* Start Passage given *

Revenues and their Sources
Capital Volume 3, Part 7,
Revenues and their Sources
The last part, of the last volume, of “Capital”, begins as
Volume 1 ended, with a reminder that capital is not a thing, but is a
relationship. In Part 1 of our chosen text, Chapter 48,
The Trinity Formula (download linked below) Marx writes:
“Capital, land, labour! However, capital is not a thing, but rather
a definite social production relation, belonging to a definite historical
formation of society, which is manifested in a thing and lends this thing a
specific social character. Capital is not the sum of the material and produced
means of production. Capital is rather the means of production transformed into
capital, which in themselves are no more capital than gold or silver in itself
is money. It is the means of production monopolised by a certain section of
society, confronting living labour-power as products and working conditions
rendered independent of this very labour-power, which are personified through
this antithesis in capital…”
Shortly afterwards, Marx turns to a summary of the illusory
and impossible conception of the same relationship as seen by self-serving
“vulgar” bourgeois economists, starting like this:
“Vulgar economy actually
does no more than interpret, systematise and defend in doctrinaire fashion the
conceptions of the agents of bourgeois production who are entrapped in
bourgeois production relations. It should not astonish us, then, that vulgar
economy feels particularly at home in the estranged outward appearances of
economic relations in which these prima facie absurd
and perfect contradictions appear and that these relations seem the more
self-evident the more their internal relationships are concealed from it, although
they are understandable to the popular mind. But all science would be
superfluous if the outward appearance and the essence of things directly
coincided. Thus, vulgar economy has not the slightest suspicion that the trinity which it takes as its point of
departure, namely, land — rent, capital — interest, labour — wages or the price of labour,
are prima facie three impossible combinations.”

* End Passage given *
* Start Dataset entries *

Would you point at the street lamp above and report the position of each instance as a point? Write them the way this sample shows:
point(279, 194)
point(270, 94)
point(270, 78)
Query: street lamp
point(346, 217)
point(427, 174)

* End Dataset entries *

**Written problem A:**
Decide whether each statement agrees with the passage on the trinity formula. Answer yes or no for each, and quote the words of the passage that decide it.
(i) The last part of the last volume of "Capital" opens with a reminder that capital is a relationship rather than a thing.
(ii) Capital is the sum of the material and produced means of production.
(iii) Vulgar economy suspects that the trinity it starts from consists of impossible combinations.
**Written problem B:** According to the passage on the trinity formula, why is it not surprising that vulgar economy feels at home in the estranged outward appearances of economic relations? Answer in one to three sentences.

**Written response A:**
(i) Yes: "with a reminder that capital is not a thing, but is a relationship."
(ii) No: "Capital is not the sum of the material and produced means of production."
(iii) No: "vulgar economy has not the slightest suspicion that the trinity which it takes as its point of departure, namely, land — rent, capital — interest, labour — wages or the price of labour, are prima facie three impossible combinations."

**Written response B:** Vulgar economy does no more than interpret, systematize and defend in doctrinaire fashion the conceptions of the agents of bourgeois production, who are trapped in bourgeois production relations. It therefore stays within those outward appearances.